_Source passage_:
....................
Hospitals Review Security Measures after Baby's Abduction

Analysis points to the need to verify identification of those who claim to be hospital employees

Debra Paschal, director of women's services at Oconee Regional Medical Center in Milledgeville, said her hospital has detailed security measures in place, including electronic monitoring bracelets on the babies, surveillance equipment at every exit on the floor and regular drills for what they call a "Code Rabbit."

"Patients are educated to ask to see the ID before they let the baby go with someone," Paschal said. "There's not a specific guard there, but we have 24-hour, real-time cameras that go to the guard station. They are also transmitted to the safety director's home and the department's head of engineering."

In addition, the newborn nursery is locked, and only staff members have access. Should anyone attempt to kidnap a baby, Paschal said, the unit immediately locks down, and security can see where the violation occurs.

"That's how scary that is," she said. "You can take all the measures and practices in the world, but it's like at a bank. They have all those measures and robberies still happen. I just know how stringent our policies are and how we follow them."

Paschal said the administration hasn't waited to discuss further security measures.
....................
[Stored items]
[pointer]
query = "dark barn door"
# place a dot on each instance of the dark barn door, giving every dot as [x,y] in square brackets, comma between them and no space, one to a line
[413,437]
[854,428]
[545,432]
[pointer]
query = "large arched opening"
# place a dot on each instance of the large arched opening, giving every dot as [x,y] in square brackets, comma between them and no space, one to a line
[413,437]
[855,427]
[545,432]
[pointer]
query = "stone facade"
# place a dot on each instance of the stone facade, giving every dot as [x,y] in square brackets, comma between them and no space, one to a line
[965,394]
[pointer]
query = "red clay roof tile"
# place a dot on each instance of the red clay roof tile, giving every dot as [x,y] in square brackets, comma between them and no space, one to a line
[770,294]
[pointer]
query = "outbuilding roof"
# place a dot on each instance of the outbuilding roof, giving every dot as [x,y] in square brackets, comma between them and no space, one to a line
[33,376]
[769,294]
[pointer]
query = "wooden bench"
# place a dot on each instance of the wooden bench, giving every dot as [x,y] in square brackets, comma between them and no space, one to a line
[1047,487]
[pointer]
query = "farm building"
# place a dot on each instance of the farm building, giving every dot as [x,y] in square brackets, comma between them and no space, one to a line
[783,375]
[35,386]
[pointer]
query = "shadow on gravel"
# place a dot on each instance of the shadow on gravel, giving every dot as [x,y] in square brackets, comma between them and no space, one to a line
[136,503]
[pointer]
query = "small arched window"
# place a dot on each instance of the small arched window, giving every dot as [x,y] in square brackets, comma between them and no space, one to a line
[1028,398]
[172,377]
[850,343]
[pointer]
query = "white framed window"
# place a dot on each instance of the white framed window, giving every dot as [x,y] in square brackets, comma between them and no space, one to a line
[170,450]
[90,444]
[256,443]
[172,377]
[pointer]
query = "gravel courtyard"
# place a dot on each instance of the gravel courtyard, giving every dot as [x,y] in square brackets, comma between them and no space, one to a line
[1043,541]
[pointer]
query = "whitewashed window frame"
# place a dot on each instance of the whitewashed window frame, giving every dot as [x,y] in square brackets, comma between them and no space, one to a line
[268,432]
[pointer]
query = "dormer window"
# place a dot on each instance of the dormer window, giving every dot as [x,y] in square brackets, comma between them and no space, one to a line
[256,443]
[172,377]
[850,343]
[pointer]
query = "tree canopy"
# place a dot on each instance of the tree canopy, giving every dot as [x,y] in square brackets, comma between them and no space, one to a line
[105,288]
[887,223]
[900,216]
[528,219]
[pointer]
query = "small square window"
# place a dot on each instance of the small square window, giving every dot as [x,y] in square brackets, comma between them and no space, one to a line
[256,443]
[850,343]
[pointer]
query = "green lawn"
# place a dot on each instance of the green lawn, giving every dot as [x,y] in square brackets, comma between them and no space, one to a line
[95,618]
....................
Repeat everything in the hospital security article from "In addition, the" down to "the violation occurs.".

In addition, the newborn nursery is locked, and only staff members have access. Should anyone attempt to kidnap a baby, Paschal said, the unit immediately locks down, and security can see where the violation occurs.